SET EXERCISE: Quote the data below in full, please, without altering anything.

ROWS:
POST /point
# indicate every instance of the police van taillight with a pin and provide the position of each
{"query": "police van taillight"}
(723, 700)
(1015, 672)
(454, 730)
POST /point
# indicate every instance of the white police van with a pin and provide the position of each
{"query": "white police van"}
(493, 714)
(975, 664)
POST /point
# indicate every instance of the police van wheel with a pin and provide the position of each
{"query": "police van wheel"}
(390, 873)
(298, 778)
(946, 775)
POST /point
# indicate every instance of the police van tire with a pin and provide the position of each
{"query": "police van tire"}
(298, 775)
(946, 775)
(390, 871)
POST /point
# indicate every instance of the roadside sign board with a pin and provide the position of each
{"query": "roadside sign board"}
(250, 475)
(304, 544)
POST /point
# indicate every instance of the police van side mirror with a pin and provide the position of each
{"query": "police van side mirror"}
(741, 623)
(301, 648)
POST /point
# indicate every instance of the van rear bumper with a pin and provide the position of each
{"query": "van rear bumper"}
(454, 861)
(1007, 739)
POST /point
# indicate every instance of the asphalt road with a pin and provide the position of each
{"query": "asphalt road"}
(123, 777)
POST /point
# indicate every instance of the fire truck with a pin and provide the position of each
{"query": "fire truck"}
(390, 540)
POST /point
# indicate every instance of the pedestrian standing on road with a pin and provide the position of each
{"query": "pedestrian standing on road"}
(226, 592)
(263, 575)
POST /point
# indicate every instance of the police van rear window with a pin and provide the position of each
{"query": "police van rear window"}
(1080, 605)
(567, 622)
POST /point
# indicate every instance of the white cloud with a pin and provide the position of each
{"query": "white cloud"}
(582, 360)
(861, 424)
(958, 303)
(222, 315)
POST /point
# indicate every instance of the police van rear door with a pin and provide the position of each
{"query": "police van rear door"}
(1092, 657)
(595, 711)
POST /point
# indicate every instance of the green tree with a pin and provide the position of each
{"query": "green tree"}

RESULT:
POST /point
# indicate every instance of the police van taillight with a pin and provide the position of each
{"query": "police van taillight"}
(723, 700)
(1015, 672)
(454, 730)
POST /point
# indicate every instance of the white police van with a pin and provide the position of each
{"query": "white police van"}
(493, 714)
(975, 664)
POST /point
# indicate every instance of the police van wheel with a pin and provide the position of each
{"query": "police van wheel"}
(390, 873)
(298, 778)
(946, 775)
POST /point
# indicate every instance of the police van tire with a pin and provide the position of each
{"query": "police van tire"}
(298, 775)
(946, 775)
(390, 871)
POST /point
# indicate every instance of the roadside sign board with a pin and provide the position of each
{"query": "roadside sign board"}
(250, 475)
(304, 544)
POST /point
# indicate every instance of the police van side mirror with a pin and provide the position of each
{"query": "police van side mirror"}
(741, 623)
(301, 648)
POST /point
# indicate every instance of the van rear bumper with a pin and provide the position of each
{"query": "van rear bumper"}
(454, 861)
(1007, 739)
POST /point
# indicate every instance of the asphalt road with a pin and provide the position of each
{"query": "asphalt road"}
(123, 777)
POST /point
# indicate every instance of the fire truck with a pin and provide the position of each
{"query": "fire truck"}
(390, 540)
POST /point
# indicate every instance of the pedestrian standing on road with a pin and provide the position of each
{"query": "pedestrian standing on road"}
(226, 592)
(263, 575)
POST /point
# indicate every instance of the police van rear window with a pin and provide the position of each
{"query": "police van rear window"}
(1080, 605)
(567, 622)
POST /point
# indicate every instance of the white cloud with a pin and provide the position of each
{"query": "white cloud"}
(582, 360)
(861, 424)
(958, 303)
(222, 315)
POST /point
# indicate every instance of the police van rear door with a pin and provide the position of each
{"query": "police van rear door"}
(1092, 657)
(595, 711)
POST /point
# indicate every instance of the green tree with a pin and provide the position of each
{"query": "green tree"}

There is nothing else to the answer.